[[ Document excerpt, beginning ]]

The health history form you complete before treatment. It covers your weight history, current medications, and medical conditions so a provider can determine whether GLP-1 therapy is safe and appropriate for you. Answer it honestly — it's the foundation of your care.

Licensed prescriber

A doctor, nurse practitioner, or physician assistant licensed in your state who reviews your intake and writes your prescription. Telehealth providers must hold a license in the state where you're located.

503A vs. 503B pharmacy

Two categories of compounding pharmacies under FDA rules. A 503A pharmacy compounds patient-specific prescriptions. A 503B "outsourcing facility" produces larger batches under stricter FDA oversight. Both are legal and regulated; they differ in scale and inspection requirements.

Refill authorization

Your prescriber's approval for the next round of medication, usually tied to a brief check-in about your progress and side effects. Because doses change during titration, GLP-1 refills typically require this review rather than auto-shipping.

Telehealth state licensing

The reason availability varies by state. Providers and pharmacies must be licensed in your state of residence, so a treatment offered in one state may be unavailable or formatted differently in another.

Health & Science

8 terms

A1C hemoglobin A1C

A blood test showing your average blood sugar over the past 2–3 months. GLP-1s were originally developed to lower A1C in type 2 diabetes — their weight loss effect is what expanded their use.

BMI body mass index

A screening number calculated from height and weight. Many programs use a BMI of 27+ (with a weight-related condition) or 30+ as an eligibility threshold. It's an imperfect measure — it doesn't distinguish muscle from fat — but it remains the standard screening tool.

[[ Document excerpt, end ]]

* [Problems and tasks]
1. According to the GLP-1 glossary, over what period does an A1C test show your average blood sugar?
2. Continue the GLP-1 glossary from its last sentence.
The records that follow have no connection to the GLP-1 glossary.

[[ Dataset extract, beginning ]]

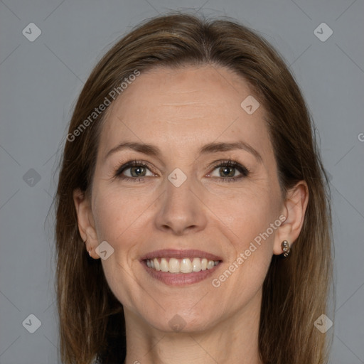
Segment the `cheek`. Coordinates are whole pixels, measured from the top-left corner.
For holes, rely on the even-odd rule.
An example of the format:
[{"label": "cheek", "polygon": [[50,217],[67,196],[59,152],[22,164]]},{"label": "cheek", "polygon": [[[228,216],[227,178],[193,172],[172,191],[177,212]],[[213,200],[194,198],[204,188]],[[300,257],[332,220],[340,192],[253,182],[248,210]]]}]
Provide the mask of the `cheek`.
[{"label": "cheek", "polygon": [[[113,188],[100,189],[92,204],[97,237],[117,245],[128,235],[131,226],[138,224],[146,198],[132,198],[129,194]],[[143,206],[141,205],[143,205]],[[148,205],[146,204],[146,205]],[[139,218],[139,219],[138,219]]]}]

[[ Dataset extract, end ]]
[[ Dataset extract, beginning ]]

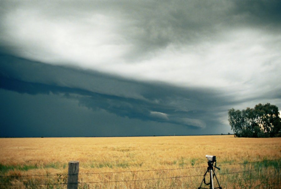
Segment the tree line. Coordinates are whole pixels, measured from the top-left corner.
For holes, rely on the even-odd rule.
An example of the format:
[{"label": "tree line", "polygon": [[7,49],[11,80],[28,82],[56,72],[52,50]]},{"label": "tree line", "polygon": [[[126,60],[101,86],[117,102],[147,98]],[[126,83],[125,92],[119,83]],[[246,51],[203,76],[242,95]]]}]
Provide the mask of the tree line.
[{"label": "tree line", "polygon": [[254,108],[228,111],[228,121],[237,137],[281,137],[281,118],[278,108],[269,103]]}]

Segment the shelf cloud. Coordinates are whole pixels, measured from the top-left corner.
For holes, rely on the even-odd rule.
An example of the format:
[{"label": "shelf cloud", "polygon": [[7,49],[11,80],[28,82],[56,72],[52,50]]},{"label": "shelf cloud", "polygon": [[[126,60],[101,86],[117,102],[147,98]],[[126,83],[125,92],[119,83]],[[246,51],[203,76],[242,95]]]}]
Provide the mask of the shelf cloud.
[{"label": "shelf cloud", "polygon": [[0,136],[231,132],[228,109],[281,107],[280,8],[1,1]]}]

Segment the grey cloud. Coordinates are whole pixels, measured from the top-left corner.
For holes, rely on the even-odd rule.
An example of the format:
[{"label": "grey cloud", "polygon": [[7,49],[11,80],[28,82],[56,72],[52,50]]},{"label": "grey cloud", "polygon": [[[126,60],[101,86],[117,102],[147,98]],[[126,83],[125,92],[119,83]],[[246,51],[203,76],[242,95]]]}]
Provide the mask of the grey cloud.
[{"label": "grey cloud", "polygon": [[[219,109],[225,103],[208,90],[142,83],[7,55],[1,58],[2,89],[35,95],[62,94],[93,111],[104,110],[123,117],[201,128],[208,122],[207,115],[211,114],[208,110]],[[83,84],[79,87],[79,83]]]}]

[[ Dataset extract, end ]]

* [Results]
1. The past 2–3 months.

2.
Satiety

The feeling of fullness and reduced desire to eat. GLP-1s increase satiety — most patients describe it as "food noise going quiet." You feel satisfied with smaller portions rather than fighting hunger with willpower.

Gastric emptying

How quickly food leaves your stomach. GLP-1s slow this process, which extends fullness after meals. It's also why eating smaller, lighter meals early in treatment reduces nausea.

Insulin resistance

When your cells stop responding efficiently to insulin, making it harder to regulate blood sugar and easier to store fat. It's a common driver of weight gain, and improving it is one of the ways GLP-1s support metabolic health beyond the scale.

Off-label use

When a provider prescribes an FDA-approved medication for a purpose other than its original approval. This is a legal, common practice in medicine — for example, prescribing a diabetes-approved GLP-1 for weight management before a weight-specific version existed.

Plateau

A stretch where weight loss stalls despite consistent treatment. Plateaus are normal — your body adapts. Options include dose adjustments, switching medications, or focusing on strength training and protein intake to change body composition.

Body recomposition

Losing fat while maintaining or building muscle, rather than just lowering the number on the scale. During GLP-1 treatment, resistance training and adequate protein are the levers that protect muscle as weight comes down.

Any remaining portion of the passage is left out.